### Aim of the task
In the policy excerpt, who has the authority to amend or terminate the Policy?

### Source excerpt
# # # #

No Indemnification or Reimbursement

 

Notwithstanding the terms of any other policy, program, agreement or arrangement, in no event will the Company indemnify or reimburse a Covered Person for any loss under this Policy and in no event will the Company pay premiums on any insurance policy that would cover a Covered Person’s potential obligations with respect to Excess Compensation under this Policy.

 

E.

Other Claims and Rights

 

The remedies under this Policy are in addition to, and not in lieu of, any legal and equitable claims the Company may have or any actions that may be imposed by law enforcement agencies, regulators, administrative bodies, or other authorities. Further, the exercise by the Compensation Committee of any rights pursuant to this Policy will not impact any other rights that the Company may have with respect to any Covered Person subject to this Policy.

 

F.

Amendment; Termination

 

The Board or the Compensation Committee may amend or terminate this Policy at any time.

 

G.

Effectiveness

 

Except as otherwise determined in writing by the Compensation Committee, this Policy will apply to any Incentive Compensation that is Received by a Covered Person on or after the Effective Date. This Policy will survive and continue notwithstanding any termination of a Covered Person’s employment with the Company.

 

H.

Successors

 

This Policy shall be binding and enforceable against all Covered Persons and their successors, beneficiaries, heirs, executors, administrators, or other legal representatives.

# # # #

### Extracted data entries

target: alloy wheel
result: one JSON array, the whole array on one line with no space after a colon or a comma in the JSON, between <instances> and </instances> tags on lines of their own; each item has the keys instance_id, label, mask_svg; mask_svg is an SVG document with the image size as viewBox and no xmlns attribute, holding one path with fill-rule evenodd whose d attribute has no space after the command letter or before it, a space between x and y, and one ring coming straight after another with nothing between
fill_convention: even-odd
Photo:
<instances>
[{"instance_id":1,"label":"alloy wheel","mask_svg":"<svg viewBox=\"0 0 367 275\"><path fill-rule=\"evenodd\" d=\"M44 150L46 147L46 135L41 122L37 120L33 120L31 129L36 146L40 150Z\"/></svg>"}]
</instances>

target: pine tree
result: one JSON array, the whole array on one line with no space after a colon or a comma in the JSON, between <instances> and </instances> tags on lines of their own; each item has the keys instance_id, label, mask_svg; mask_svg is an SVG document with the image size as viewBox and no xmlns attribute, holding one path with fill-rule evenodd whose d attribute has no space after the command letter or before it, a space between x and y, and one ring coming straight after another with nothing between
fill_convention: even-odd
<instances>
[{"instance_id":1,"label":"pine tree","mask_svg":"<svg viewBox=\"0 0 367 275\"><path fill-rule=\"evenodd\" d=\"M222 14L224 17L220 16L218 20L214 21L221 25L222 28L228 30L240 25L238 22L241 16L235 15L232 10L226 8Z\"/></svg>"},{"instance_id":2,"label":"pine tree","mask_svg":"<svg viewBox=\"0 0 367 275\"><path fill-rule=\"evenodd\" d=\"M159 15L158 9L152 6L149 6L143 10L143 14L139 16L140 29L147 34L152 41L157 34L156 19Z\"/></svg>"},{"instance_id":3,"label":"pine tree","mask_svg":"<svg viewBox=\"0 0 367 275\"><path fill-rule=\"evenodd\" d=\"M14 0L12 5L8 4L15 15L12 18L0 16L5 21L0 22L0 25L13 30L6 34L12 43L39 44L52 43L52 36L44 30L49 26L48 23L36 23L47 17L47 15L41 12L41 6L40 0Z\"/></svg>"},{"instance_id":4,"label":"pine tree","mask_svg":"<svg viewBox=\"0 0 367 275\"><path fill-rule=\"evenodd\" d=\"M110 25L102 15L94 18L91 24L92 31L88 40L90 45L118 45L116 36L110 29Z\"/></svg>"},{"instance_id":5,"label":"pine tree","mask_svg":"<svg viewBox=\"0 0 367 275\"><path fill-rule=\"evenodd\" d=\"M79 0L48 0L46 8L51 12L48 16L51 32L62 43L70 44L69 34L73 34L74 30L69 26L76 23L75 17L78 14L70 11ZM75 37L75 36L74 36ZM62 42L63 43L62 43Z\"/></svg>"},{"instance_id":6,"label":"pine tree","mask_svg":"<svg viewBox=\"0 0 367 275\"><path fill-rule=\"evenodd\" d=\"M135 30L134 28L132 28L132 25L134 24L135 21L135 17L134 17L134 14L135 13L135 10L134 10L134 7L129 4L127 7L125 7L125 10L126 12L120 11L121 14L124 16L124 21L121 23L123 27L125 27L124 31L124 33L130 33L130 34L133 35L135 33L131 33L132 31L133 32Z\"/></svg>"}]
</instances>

# # # #

### Right answer
The Board or the Compensation Committee may amend or terminate the Policy at any time.